## SET PROBLEM 1
From the locust wood thread, retype the passage starting at "well there is" and ending at "pretty wood though.".

## EXCERPT PROVIDED
# what species of locust is this?



## brown down (Feb 19, 2013)

I was told this was honey locust but after getting down there, i am pretty sure its not honey locust i believe its black locust????
there is a giant pile of this stuff 
can anyone help


[attachment=18686]





[attachment=18687]




[attachment=18688]


----------



## Kevin (Feb 19, 2013)

Looks like BL to me too. You lucky dawg that's a nice haul. BL is a great wood in many ways and is beautiful too.


----------



## brown down (Feb 19, 2013)

well there is about 5 tons plus of it, my buddy is bringing up another load this weekend. i didn't even put a dent in the pile there is that much, hopefully will have the saw running soon, i have never worked with this stuff! you want some :lolol:


----------



## Mike1950 (Feb 19, 2013)

We have a lot of locust here. It was planted as a street tree because it is very drought resistant. shallow roots really raise hell with the sidewalks. Mothers house had lots of them. When they paved the street most of the large locusts got cut down by the city. There was a guy that wanted to buy them for firewood. Dad wanted to keep them to burn in the fireplace. Gramps said sell- it won't burn in FP. For years dad had me split it into small pieces-not easy and tried to burn it in FP. finally dad took it to the dump. I love using it in stove burns great. have not built anything with it- pretty wood though.
PS- I agree for sure BL.


----------



## hobbit-hut (Feb 19, 2013)

[attachment=18690][attachment=18689]I made these log drums out of Bkack Locust.


----------



## Kevin (Feb 19, 2013)

Jeff you'll love black locust. I would love to get enough from to you to make a xylophone with! here's a great article on Woodweb about it. Worth a read.


----------



## brown down (Feb 19, 2013)

wow who would have thought that this is some of the most durable wood out there! I think i will take whatever i can get! only problem i am foreseeing is milling it. no way will i be able to mill that with my bandsaw. chainsaw will be the only way i see possible. most of my chains are sharpened to a rip chain, which should add to the longevity of them but i guess i will just have to give it a whirl! heck some of the logs that are down there are 2 - 2 1/2 ft diameter! they are unbelievably heavy heck i thought that was just the moisture due to them being fell a couple of weeks ago, guess i was wrong!!


----------



## Vern Tator (Feb 21, 2013)

BL is cool to turn, I have seen guys turn natural edged bowls, an then fume them with Ammonia. The heart wood turns black and the sap wood stays white. Really a cool look. HL turns a sickly green when fumed, I won't do that again.


----------



## Kevin (Feb 21, 2013)

Jeff you really need to find a local sawyer as much wood as you mill. The problem with milling small turning blanks with a chainsaw is they are so "unflat, unsquare, and ungainly". It's difficult to find the centers so they must be squared up and that is very difficult usually because they want to flop around. If you continue to use a cs to cut blanks I suggest you fabricate a simple mill so the blanks come out with straight, flat, and closer to 90 than what you're getting free-handing. It really would be worth the effort for you IMO.


----------



## brown down (Feb 22, 2013)

## THE INPUT
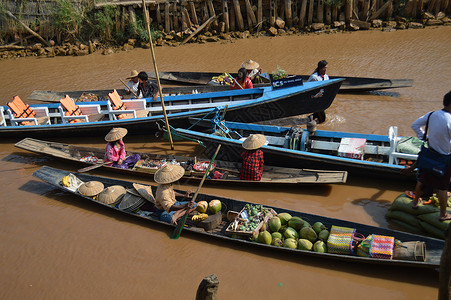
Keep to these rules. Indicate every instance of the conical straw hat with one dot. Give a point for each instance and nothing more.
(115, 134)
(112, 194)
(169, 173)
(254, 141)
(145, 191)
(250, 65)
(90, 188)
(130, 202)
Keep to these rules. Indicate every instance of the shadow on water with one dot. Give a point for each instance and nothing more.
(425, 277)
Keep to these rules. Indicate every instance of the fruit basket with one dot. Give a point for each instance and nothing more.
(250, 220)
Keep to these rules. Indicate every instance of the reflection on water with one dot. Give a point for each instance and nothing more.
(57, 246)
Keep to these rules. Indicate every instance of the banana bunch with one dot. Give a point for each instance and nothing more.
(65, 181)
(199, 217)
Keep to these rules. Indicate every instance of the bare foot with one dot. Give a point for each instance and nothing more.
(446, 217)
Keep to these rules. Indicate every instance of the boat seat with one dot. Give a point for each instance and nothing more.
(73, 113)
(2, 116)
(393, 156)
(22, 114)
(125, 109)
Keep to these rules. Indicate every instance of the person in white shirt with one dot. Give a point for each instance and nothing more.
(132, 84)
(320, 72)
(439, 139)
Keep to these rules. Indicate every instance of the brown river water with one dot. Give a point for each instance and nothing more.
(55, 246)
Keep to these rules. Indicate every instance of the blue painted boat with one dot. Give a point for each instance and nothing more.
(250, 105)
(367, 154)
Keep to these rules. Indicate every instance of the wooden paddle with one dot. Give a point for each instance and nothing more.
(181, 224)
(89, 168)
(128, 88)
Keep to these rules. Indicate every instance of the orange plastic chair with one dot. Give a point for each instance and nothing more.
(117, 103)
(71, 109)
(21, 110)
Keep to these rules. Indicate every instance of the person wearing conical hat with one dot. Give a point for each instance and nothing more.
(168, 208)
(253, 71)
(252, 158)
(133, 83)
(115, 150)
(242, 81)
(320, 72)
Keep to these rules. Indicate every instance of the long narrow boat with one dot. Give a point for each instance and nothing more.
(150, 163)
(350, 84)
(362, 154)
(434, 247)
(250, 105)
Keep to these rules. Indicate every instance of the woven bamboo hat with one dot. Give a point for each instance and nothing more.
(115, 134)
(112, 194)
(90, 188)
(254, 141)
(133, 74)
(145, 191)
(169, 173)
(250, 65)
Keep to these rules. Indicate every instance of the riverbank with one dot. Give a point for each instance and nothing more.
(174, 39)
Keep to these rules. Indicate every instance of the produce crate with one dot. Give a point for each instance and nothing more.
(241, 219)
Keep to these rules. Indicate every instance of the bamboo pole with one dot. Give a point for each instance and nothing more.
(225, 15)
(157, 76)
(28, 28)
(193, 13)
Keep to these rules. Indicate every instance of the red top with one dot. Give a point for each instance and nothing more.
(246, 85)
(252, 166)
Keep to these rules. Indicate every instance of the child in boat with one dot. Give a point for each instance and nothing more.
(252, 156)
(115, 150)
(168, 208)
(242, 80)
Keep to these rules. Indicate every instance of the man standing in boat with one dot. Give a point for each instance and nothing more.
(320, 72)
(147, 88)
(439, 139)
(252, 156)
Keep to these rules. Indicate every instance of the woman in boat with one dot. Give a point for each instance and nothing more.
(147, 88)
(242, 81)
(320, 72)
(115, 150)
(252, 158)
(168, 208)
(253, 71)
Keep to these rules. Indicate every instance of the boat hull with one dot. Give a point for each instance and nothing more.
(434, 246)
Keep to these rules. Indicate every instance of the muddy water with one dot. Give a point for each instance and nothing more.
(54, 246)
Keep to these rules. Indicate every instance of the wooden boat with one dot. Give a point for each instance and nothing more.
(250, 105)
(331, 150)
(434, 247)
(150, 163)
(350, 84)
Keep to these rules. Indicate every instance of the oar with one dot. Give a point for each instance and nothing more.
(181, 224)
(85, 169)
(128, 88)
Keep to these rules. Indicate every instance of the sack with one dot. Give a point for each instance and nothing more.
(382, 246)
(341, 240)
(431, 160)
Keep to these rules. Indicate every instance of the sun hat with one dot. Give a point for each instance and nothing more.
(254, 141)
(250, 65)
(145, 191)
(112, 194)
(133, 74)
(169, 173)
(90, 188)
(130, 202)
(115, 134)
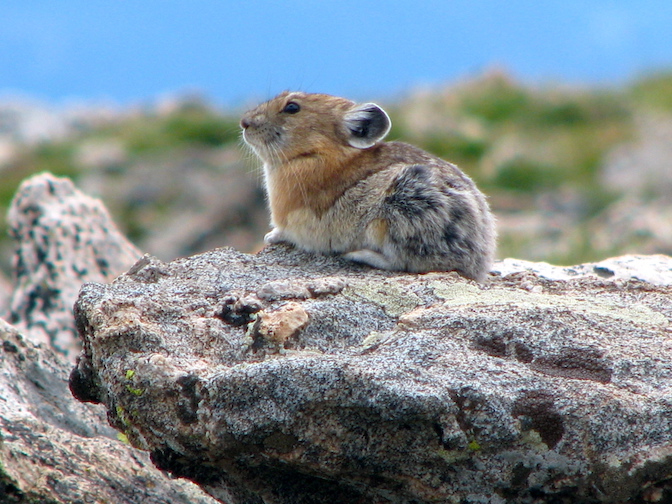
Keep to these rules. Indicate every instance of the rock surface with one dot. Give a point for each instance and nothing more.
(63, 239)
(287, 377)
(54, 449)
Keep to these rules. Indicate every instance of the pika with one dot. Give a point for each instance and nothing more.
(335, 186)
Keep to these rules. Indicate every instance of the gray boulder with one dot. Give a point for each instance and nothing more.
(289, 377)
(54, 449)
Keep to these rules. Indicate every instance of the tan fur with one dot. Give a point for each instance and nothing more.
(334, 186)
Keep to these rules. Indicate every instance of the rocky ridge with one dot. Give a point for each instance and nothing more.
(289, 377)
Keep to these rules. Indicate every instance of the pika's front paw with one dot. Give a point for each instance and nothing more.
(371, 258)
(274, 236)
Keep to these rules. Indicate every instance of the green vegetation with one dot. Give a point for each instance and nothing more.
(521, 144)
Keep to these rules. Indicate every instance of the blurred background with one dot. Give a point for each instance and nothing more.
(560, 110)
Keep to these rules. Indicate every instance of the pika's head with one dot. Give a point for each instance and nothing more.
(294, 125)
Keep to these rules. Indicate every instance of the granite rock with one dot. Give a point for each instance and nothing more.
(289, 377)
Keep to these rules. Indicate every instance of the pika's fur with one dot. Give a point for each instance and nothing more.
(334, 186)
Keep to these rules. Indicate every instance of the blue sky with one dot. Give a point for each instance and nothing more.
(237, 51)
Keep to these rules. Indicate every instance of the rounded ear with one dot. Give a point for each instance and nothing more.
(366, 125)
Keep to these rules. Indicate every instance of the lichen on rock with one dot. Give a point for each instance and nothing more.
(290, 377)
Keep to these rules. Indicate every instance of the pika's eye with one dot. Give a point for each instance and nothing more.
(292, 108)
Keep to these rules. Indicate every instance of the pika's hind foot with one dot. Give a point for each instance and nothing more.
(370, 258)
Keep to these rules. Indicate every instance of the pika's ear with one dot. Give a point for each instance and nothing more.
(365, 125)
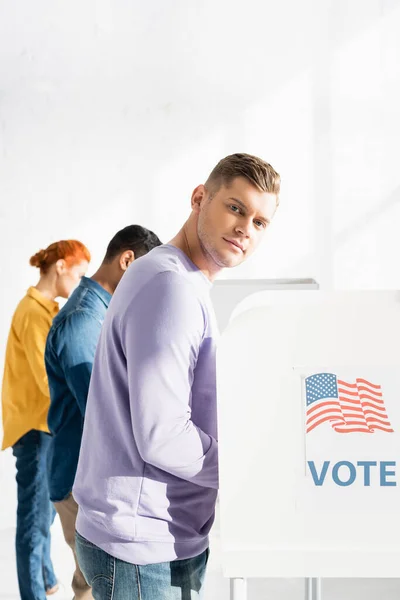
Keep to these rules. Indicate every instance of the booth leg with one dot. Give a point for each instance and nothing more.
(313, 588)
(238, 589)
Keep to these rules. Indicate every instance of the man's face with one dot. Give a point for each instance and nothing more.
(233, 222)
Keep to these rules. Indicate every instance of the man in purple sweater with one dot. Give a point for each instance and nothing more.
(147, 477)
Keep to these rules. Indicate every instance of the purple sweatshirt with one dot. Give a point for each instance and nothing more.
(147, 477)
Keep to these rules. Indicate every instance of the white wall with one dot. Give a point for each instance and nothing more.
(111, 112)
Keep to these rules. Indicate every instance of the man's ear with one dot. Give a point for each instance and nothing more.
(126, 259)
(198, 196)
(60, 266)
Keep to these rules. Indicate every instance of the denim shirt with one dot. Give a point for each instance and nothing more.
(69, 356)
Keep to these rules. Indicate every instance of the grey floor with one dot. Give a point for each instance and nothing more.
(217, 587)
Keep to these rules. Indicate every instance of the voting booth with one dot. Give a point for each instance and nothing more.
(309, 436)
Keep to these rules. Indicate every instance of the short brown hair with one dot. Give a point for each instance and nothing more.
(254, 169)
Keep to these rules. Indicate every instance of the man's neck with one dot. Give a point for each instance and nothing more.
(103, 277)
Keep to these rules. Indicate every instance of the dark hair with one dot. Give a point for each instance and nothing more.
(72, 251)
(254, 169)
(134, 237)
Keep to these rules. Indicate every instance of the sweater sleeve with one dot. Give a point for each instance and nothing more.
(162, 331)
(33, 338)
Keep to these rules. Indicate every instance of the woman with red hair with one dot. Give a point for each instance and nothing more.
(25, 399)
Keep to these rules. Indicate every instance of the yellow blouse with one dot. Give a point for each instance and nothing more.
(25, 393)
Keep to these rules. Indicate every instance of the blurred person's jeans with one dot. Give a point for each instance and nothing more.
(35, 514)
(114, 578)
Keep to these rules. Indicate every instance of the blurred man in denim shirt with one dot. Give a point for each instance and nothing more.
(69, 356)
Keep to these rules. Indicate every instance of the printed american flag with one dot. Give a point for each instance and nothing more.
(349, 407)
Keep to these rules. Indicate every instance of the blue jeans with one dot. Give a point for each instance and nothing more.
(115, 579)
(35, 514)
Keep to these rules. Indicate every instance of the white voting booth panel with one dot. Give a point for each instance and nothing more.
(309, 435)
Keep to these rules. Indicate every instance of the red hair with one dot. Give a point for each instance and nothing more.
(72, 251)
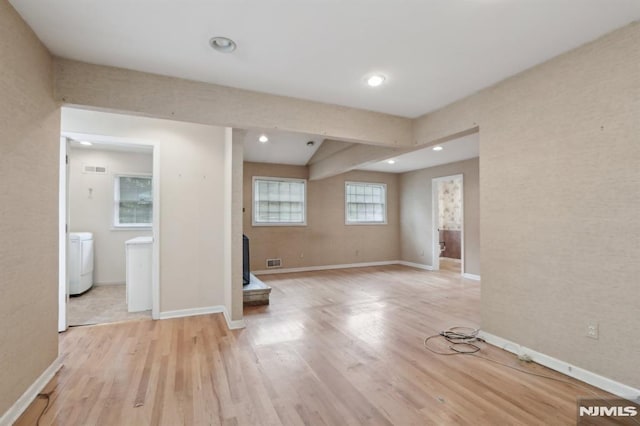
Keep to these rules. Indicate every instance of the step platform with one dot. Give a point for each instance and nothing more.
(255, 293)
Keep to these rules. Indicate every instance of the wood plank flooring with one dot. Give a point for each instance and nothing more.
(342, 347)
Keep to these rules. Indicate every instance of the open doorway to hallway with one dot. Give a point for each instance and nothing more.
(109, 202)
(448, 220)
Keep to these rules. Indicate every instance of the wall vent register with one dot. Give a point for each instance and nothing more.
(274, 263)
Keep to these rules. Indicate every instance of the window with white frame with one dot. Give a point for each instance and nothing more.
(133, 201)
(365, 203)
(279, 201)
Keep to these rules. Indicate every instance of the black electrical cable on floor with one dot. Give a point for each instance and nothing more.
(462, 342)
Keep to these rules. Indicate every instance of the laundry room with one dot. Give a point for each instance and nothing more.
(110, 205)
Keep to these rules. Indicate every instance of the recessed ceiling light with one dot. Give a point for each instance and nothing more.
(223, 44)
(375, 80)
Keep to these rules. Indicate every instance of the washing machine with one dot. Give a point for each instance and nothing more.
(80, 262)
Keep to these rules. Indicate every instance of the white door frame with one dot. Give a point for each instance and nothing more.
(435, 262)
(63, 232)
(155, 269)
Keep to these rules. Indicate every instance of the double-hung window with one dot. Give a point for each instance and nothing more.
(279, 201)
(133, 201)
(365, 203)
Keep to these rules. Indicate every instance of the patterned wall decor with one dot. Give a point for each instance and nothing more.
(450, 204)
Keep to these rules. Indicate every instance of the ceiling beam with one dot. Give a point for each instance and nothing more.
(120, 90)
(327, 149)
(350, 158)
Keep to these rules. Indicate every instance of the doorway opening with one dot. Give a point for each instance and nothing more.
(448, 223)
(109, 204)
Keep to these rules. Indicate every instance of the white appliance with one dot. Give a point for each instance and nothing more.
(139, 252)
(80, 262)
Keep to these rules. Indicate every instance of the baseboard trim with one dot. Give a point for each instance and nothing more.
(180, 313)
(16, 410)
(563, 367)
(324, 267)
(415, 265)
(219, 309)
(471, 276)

## SET PROBLEM 2
Show each line of the listing that holds the string "brown", matching case exactly.

## FULL SOLUTION 1
well there is about 5 tons plus of it, my buddy is bringing up another load this weekend. i didn't even put a dent in the pile there is that much, hopefully will have the saw running soon, i have never worked with this stuff! you want some :lolol:


----------



## Mike1950 (Feb 19, 2013)

We have a lot of locust here. It was planted as a street tree because it is very drought resistant. shallow roots really raise hell with the sidewalks. Mothers house had lots of them. When they paved the street most of the large locusts got cut down by the city. There was a guy that wanted to buy them for firewood. Dad wanted to keep them to burn in the fireplace. Gramps said sell- it won't burn in FP. For years dad had me split it into small pieces-not easy and tried to burn it in FP. finally dad took it to the dump. I love using it in stove burns great. have not built anything with it- pretty wood though.

## FULL SOLUTION 2
Keep to these rules. Indicate every instance of the brown river water with one dot. Give a point for each instance and nothing more.
Keep to these rules. Indicate every instance of the short brown hair with one dot. Give a point for each instance and nothing more.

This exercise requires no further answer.